## [HOW TO COMPLETE THIS TASK]
From the line with "box: [404, 173, 417, 264]" to the final line, print the records exactly as they are.

## [PROVIDED RECORDS]

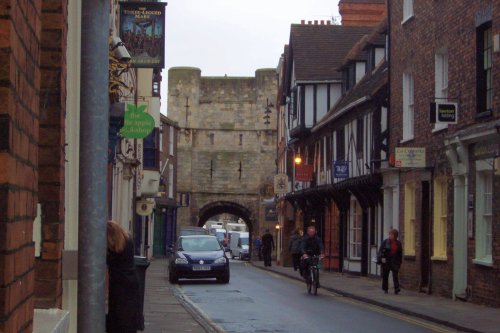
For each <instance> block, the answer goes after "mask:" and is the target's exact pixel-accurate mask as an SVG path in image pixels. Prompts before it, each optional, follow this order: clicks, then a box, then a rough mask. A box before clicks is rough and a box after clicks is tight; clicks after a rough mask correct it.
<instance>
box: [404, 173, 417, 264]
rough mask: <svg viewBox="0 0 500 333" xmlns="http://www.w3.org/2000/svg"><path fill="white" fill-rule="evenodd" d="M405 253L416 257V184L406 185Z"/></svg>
mask: <svg viewBox="0 0 500 333" xmlns="http://www.w3.org/2000/svg"><path fill="white" fill-rule="evenodd" d="M404 203H405V212H404V217H405V220H404V245H403V247H404V253H405V254H406V255H409V256H414V255H415V183H413V182H410V183H406V184H405V197H404Z"/></svg>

## [RESPONSE TO THIS TASK]
box: [404, 173, 417, 264]
rough mask: <svg viewBox="0 0 500 333" xmlns="http://www.w3.org/2000/svg"><path fill="white" fill-rule="evenodd" d="M405 253L416 257V184L406 185Z"/></svg>
mask: <svg viewBox="0 0 500 333" xmlns="http://www.w3.org/2000/svg"><path fill="white" fill-rule="evenodd" d="M404 203H405V212H404V217H405V220H404V245H403V247H404V253H405V254H406V255H409V256H414V255H415V183H413V182H410V183H406V184H405V197H404Z"/></svg>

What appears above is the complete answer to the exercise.